--- start Extract provided ---

EP by Gnaw Their Tongues
- Released: March 3, 2010
- Recorded: January – February 2010
- Studio: De Bejaarde, Drachten, NL
- Genre: Dark ambient, industrial
- Length: 29:07
- Label: Hell Lies in Others

Gnaw Their Tongues chronology
| Kaolo (2010) | Tsutomu Miyazaki (2010) | The Blotched and the Unwanted (2010) |

Maurice de Jong chronology
| Kaolo (2010) | Tsutomu Miyazaki (2010) | The Blotched and the Unwanted (2010) |

= Tsutomu Miyazaki (EP) =

Tsutomu Miyazaki is an EP by Gnaw Their Tongues, released on March 3, 2010 by Hell Lies in Others. The album takes its name from Tsutomu Miyazaki, a Japanese serial killer who abducted and murdered four young girls. The music is thematically similar to 2007's Issei Sagawa, which was also based on a Japanese criminal.

--- end Extract provided ---

## Goal of the exercise:
Could you write what comes next in the article about the Gnaw Their Tongues EP Tsutomu Miyazaki, picking up after its final sentence? You won't need the lines that come after this.

--- start Listed entries ---

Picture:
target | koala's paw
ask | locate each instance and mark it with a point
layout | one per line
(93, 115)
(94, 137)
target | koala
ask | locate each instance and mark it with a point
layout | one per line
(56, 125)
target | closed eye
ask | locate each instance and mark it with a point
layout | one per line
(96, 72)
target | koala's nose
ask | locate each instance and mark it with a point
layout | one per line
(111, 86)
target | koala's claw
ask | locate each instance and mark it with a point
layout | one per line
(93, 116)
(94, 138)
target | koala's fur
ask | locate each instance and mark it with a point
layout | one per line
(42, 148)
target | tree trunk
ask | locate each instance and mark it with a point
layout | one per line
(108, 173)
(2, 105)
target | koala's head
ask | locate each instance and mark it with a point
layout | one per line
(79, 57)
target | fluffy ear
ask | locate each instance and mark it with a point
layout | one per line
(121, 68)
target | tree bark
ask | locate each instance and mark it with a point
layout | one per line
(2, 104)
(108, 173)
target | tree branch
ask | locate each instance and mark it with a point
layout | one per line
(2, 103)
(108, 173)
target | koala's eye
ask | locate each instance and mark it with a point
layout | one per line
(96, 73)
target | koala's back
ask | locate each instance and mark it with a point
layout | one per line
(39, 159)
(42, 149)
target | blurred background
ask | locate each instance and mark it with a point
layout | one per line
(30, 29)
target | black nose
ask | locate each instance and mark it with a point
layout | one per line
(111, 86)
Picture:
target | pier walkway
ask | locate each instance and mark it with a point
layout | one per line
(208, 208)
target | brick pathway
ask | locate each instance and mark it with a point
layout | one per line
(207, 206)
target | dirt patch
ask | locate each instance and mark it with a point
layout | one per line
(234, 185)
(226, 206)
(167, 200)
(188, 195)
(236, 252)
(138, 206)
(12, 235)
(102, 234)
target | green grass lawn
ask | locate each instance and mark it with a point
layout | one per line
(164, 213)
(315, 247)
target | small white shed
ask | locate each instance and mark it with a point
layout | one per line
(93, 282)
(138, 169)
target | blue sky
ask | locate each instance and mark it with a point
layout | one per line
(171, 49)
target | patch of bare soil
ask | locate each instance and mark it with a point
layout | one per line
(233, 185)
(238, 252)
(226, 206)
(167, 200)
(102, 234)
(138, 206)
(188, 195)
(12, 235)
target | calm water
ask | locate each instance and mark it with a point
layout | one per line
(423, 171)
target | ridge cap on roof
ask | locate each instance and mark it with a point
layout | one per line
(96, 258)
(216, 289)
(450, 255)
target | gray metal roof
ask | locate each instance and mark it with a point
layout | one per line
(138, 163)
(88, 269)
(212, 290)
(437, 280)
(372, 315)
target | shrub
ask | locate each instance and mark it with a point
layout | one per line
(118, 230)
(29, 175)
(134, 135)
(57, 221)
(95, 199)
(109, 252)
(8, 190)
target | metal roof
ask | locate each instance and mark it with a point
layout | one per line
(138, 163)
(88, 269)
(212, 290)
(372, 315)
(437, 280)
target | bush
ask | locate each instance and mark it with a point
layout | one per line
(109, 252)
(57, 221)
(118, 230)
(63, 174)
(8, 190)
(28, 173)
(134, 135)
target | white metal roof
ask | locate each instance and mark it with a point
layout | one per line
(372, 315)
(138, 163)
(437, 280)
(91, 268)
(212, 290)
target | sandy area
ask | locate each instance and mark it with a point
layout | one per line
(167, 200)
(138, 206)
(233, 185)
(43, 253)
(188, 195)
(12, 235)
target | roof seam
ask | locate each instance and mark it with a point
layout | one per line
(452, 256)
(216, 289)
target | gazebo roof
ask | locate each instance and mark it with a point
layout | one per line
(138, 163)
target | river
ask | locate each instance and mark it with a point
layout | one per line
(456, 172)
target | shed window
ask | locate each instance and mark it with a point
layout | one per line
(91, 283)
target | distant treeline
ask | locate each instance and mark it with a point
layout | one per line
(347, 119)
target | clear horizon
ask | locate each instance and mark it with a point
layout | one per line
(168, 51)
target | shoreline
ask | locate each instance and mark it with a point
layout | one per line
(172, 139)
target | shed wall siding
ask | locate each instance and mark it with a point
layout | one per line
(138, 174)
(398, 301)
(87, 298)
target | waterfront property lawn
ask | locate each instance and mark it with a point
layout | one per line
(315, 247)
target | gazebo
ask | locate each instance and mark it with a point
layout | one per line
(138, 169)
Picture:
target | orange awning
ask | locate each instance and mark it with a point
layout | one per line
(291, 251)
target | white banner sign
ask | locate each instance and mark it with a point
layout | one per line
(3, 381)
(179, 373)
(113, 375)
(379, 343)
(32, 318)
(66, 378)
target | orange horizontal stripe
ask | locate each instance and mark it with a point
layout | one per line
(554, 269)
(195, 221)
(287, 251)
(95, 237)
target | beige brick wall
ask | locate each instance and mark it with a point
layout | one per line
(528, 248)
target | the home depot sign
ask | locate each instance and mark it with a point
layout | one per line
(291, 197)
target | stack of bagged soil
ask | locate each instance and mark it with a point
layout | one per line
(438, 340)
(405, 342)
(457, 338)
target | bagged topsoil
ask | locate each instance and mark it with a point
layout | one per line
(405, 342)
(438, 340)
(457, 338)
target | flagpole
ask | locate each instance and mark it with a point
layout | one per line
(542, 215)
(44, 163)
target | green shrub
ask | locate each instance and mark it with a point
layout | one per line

--- end Listed entries ---

## Answer to this exercise:
==Track listing==

Side one
| No. | Title | Length |
|---|---|---|
| 1. | "Erika. Cold. Cough. Throat. Rest. Death." | 7:02 |
| 2. | "Mari. Cremated. Bones. Investigate. Prove." | 7:36 |

Side two
| No. | Title | Length |
|---|---|---|
| 1. | "Tsutomu Miyazaki" | 14:29 |

==Personnel==
Adapted from the Tsutomu Miyazaki liner notes.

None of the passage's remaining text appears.